● ページ本文
今回は「東京おもちや美術館」に行くことにしました。
四谷三丁目交差点から歩いて7分、
新宿方面に向かい、
3つ目の角を右に曲り、少し歩くと美術館。



「東京おもちや美術館」


その建物は、もとは四谷第四小学校の校舎。
昭和10年に建てられ、歴史的建築遺産。
入り口のところに、モクレンの木があり、
夏の名残でしょうか、蝉の抜け殻が枝にいっぱい。
あまりに多いので、気味が悪くなるくらいです。
モクレンの花言葉は“自然の愛・荘厳・恩恵”。
セミは“自然の愛”に育まれ、
命の荘厳さ、恩恵を体現するために脱皮し、
夏中、おもいっきり鳴けるだけ鳴いたでしょう。

懐かしい小学校の校舎。
靴箱、階段、廊下、教室など、そっくりそのまま。
プレイルームには
卒業生の描いたステンドグラスが、
真昼の陽の光を通して、輝いています。
絵のなかでは、小鳥が飛び、馬が跳ね、
電車も走っています。

階段を上ると、サポーターズボードがあり
「一口館長」の名前を刻んだ積み木になっています。
多くのサポーターによって
支えられている美術館なのですね。



招福猫児〈まねきねこ〉のお話

季節展示は、小泉正直コレクション3「ねこの猫ノネコ」
いろいろな招き猫が展示され、
なかには両手で招いているのもあります。


解説に、世田谷豪徳寺の猫縁起由来が書かれています。
要約すると、
江戸の西の郊外に、小さく貧しいお寺があり、
和尚は猫好きで、わが子のように猫を育てていました。
そして、猫に言い聞かせます。
「恩を知れば何か果報を招来せよ」と。
ある夏の日、鷹狩りの武士5・6騎が通りかかりました。
「門前の猫1匹、うずくまりて我等を見て手をあげて、
しきりに招くので訪ねた」
和尚は、武士たちを寺の奥に招き入れます。
するとどうでしょう、
空がたちまち曇り、
一気に雨が激しく降りだし、
雷がとどろき渡りました。

● 課題要件
**a.** 本文の「懐かしい小学校の校舎。」で始まる段落を、主な事実を残して箇条書きにまとめてもらえますか？
**b.** 記録の最初の行から書き出し、「108,314,222,350」を含む行まで（両端の行を含む）、依頼文も含めてそのまま再掲してもらえますか？その範囲だけを対象とし、画像は省いてください。その際、解答にあるバウンディングボックス座標の数値をすべて1.15倍にスケーリングし、四捨五入で整数にしてください（0.5は切り上げ）。依頼文と書式例の数値は変えないでください。

● 提供記録
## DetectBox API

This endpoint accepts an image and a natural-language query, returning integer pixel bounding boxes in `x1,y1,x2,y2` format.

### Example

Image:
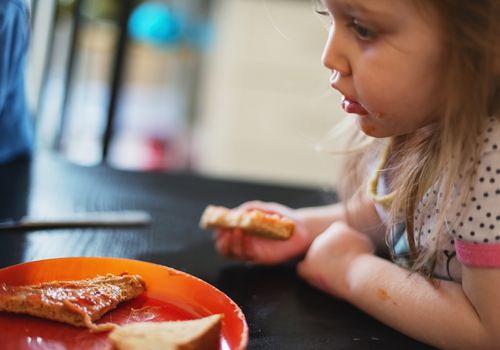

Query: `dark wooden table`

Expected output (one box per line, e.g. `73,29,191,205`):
0,155,430,349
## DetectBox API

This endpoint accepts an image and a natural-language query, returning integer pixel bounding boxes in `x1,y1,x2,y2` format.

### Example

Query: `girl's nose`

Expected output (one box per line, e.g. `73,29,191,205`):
321,24,351,76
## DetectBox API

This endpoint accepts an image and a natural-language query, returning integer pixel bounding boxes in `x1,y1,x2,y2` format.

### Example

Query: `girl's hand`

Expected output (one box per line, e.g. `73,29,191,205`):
297,221,374,299
215,201,313,265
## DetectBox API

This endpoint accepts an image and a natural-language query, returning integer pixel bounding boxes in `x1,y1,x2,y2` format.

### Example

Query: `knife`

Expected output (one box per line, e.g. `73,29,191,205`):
0,210,151,230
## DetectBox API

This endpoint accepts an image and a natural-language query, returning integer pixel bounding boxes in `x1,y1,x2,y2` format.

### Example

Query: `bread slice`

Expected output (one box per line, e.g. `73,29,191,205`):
0,274,145,332
200,205,295,240
108,314,222,350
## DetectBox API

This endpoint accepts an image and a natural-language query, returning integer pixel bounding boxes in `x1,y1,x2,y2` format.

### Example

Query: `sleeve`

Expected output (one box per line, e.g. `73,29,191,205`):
451,122,500,267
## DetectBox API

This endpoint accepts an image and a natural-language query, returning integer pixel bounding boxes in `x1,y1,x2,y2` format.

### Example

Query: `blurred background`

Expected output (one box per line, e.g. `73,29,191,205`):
27,0,343,186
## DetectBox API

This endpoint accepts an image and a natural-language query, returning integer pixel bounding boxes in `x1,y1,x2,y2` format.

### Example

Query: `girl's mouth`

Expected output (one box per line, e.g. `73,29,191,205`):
342,96,368,115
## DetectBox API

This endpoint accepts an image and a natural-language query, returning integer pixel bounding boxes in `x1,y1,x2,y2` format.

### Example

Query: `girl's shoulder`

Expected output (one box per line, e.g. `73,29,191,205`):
478,117,500,158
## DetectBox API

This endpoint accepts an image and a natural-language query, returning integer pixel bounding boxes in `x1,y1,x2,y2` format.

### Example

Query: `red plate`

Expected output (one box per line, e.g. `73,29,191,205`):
0,258,248,350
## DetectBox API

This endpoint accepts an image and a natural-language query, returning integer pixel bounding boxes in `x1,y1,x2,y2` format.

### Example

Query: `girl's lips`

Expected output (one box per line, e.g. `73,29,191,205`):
342,96,368,115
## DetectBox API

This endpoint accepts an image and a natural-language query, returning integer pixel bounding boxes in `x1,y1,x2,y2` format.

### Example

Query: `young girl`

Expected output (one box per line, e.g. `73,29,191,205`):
212,0,500,349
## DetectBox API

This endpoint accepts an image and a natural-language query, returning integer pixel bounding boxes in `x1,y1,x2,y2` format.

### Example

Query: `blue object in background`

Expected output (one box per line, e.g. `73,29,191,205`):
128,2,186,46
0,0,34,163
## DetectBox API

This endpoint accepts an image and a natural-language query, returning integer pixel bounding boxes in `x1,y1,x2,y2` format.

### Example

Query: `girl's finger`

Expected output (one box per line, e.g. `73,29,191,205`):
214,230,231,256
229,229,245,260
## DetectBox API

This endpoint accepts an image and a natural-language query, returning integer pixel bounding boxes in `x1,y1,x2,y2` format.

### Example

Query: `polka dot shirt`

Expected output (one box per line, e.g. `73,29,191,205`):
375,118,500,281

● 解答
**a.**
- 建物は小学校の校舎のままで、靴箱、階段、廊下、教室などがそっくり残っている。
- プレイルームでは、卒業生の描いたステンドグラスが真昼の陽の光を通して輝いている。
- ステンドグラスの絵には、飛ぶ小鳥、跳ねる馬、走る電車が描かれている。

**b.**
## DetectBox API

This endpoint accepts an image and a natural-language query, returning integer pixel bounding boxes in `x1,y1,x2,y2` format.

### Example

Image:

Query: `dark wooden table`

Expected output (one box per line, e.g. `73,29,191,205`):
0,178,495,401
## DetectBox API

This endpoint accepts an image and a natural-language query, returning integer pixel bounding boxes in `x1,y1,x2,y2` format.

### Example

Query: `girl's nose`

Expected output (one box per line, e.g. `73,29,191,205`):
369,28,404,87
## DetectBox API

This endpoint accepts an image and a natural-language query, returning integer pixel bounding boxes in `x1,y1,x2,y2` format.

### Example

Query: `girl's hand`

Expected output (one box per line, e.g. `73,29,191,205`):
342,254,430,344
247,231,360,305
## DetectBox API

This endpoint accepts an image and a natural-language query, returning integer pixel bounding boxes in `x1,y1,x2,y2` format.

### Example

Query: `knife`

Expected output (one box per line, e.g. `73,29,191,205`):
0,242,174,265
## DetectBox API

This endpoint accepts an image and a natural-language query, returning integer pixel bounding boxes in `x1,y1,x2,y2` format.

### Example

Query: `bread slice`

Expected output (one box per line, e.g. `73,29,191,205`):
0,315,167,382
230,236,339,276
124,361,255,403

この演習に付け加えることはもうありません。